SOURCE:
--------------------------------

In recent weeks, two more master limited partnerships (MLPs) have announced their intention to convert to corporations for federal income tax purposes. Such transactions will take different forms and are driven by different considerations, including, in large part, tax considerations. 

First, Tallgrass Energy, which owns, operates and develops midstream assets in North America, announced that each publicly-held unit of Tallgrass Energy Partners, LP, an MLP, will be exchanged for two shares of stock of Tallgrass Energy GP, LP, the corporate general partner of the MLP, for purposes of simplifying the Tallgrass Energy structure and eliminating the MLP’s incentive distributions rights (IDRs). The Tallgrass Energy exchange will be taxable to the public unit holders of the MLP, but the resulting corporation is not expected to pay federal cash taxes for approximately ten years.

Generally, IDRs are structured to allow the general partner of the MLP to receive an increasing share of cash flow of the MLP as the MLP’s distribution rate increases. Accordingly, because the IDRs are most lucrative when the MLP performs well for an extended period of time, the general partner takes greater risk than the limited partners, in exchange for an opportunity for higher returns.

Business analysts have noted that the IDRs of the general partner of the Tallgrass Energy MLP represented 38% of total distributions paid by the MLP, which was high relative to its peers. Analysts further estimated that by eliminating the IDRs, Tallgrass Energy could cut its cost of capital in half, from approximately 14% to 16% to approximately 6% to 8%.

--------------------------------

MATERIAL PROVIDED:
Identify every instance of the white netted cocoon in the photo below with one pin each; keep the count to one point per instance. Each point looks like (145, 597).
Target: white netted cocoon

--------------------------------

OBJECTIVES:
1 – Answer these about the passage on MLP conversions, one line each:
(a) For how many shares of Tallgrass Energy GP, LP stock will each publicly-held unit of Tallgrass Energy Partners, LP be exchanged?
(b) Generally, what are IDRs structured to allow the general partner of an MLP to receive?
(c) What percentage of the total distributions paid by the Tallgrass Energy MLP did the general partner's IDRs represent?
2 – Pick up the passage on MLP conversions after its last sentence and carry it on.

ANSWERS TO THE PROBLEMS:
1 –
(a) Two shares.
(b) An increasing share of the MLP's cash flow as the MLP's distribution rate increases.
(c) 38%.

2 –
Viper Energy Partners L.P. also recently announced that it will convert from an MLP to a corporation for federal income tax purposes. Unlike Tallgrass Energy, which is a midstream company, Viper primarily holds minerals interests in domestic oil and gas properties. Viper will effect its conversion by making a check-the-box election, causing the current MLP, which will remain a limited partnership for state law purposes, to be classified as a corporation for federal income tax purposes. Public unit holders of the MLP will continue to hold their outstanding units following the transaction, and the conversion will not be a taxable transaction to such public holders.

The resulting corporation will maintain its business through an operating subsidiary, which will continue to be classified as a partnership. Viper’s general partner will hold an interest in such operating partnership with a right to priority allocations. 

Viper reported that its decision to convert to a corporation for federal income tax purposes was spurred by the appeal of the larger investor base associated with corporate issuers. Historically, tax-exempt and foreign investors, which are significant sources of capital in the energy sector, have not favored MLP investments because ownership of the partnership units typically results in unrelated business taxable income, which is subject to federal income tax and tax reporting when received by otherwise tax-exempt entities, and effectively connected income, which is subject to federal income tax and tax reporting when received by foreign investors. In contrast, tax-exempt investors generally are not subject to federal income tax on corporate stock investments. Similarly, foreign investors generally are not subject to federal income tax on corporate stock gains, subject to the FIRPTA rules, although they are subject to U.S. withholding on dividends, subject to reduction or elimination by treaty.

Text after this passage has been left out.